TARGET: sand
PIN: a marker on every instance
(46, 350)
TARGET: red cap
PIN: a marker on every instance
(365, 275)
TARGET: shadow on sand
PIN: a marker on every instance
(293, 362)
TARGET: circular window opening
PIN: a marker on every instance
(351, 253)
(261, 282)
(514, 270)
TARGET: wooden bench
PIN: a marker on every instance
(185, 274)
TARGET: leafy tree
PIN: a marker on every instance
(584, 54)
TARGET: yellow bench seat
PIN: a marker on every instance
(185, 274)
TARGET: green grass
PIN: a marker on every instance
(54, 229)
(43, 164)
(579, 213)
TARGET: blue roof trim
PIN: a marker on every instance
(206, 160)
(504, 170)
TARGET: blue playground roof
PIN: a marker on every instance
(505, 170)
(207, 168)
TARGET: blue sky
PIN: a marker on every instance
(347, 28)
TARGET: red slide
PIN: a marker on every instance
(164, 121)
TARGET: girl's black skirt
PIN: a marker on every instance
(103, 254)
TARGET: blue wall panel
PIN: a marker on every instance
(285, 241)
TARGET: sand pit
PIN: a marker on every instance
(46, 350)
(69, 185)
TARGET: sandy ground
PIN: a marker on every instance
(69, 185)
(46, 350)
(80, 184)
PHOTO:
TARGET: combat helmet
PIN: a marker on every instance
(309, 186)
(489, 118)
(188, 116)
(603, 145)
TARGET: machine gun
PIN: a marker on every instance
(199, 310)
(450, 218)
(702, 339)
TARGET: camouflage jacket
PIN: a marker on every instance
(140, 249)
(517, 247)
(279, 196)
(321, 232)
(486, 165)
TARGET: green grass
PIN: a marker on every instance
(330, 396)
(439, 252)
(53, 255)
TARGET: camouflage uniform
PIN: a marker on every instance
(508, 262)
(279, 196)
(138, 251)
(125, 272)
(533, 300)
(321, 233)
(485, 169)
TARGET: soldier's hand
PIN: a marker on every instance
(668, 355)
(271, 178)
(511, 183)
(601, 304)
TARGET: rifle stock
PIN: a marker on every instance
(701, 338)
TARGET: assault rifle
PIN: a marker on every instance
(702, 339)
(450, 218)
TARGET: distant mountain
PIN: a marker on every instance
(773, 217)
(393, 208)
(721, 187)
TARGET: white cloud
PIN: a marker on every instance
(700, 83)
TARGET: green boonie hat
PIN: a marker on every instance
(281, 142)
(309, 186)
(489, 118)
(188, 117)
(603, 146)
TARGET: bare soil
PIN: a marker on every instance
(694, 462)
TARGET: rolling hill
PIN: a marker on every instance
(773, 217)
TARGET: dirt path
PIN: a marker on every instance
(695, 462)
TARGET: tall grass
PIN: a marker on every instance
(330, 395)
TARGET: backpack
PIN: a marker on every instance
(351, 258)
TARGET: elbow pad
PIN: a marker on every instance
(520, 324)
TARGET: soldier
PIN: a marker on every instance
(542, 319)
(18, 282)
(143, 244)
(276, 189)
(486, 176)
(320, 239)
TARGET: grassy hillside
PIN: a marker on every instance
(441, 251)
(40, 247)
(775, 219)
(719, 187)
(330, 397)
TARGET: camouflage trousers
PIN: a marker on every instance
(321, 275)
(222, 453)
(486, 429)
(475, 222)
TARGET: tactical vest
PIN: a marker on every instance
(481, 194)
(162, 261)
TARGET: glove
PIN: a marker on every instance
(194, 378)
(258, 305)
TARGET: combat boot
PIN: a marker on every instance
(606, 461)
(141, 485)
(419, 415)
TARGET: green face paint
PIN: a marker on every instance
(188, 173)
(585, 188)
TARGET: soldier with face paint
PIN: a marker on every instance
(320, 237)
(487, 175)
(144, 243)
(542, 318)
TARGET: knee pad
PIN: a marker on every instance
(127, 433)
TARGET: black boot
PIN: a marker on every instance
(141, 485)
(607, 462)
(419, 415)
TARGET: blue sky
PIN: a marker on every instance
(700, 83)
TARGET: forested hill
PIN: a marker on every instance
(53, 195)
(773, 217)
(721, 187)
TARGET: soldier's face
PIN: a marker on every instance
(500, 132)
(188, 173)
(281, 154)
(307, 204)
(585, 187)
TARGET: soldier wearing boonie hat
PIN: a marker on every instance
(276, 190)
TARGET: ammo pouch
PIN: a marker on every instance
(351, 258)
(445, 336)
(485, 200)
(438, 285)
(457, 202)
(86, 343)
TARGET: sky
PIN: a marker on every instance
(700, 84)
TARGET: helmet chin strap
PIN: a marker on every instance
* * *
Aim of the task: How many lines in the entries include "face"? Only the number is wanted.

Finished task: 3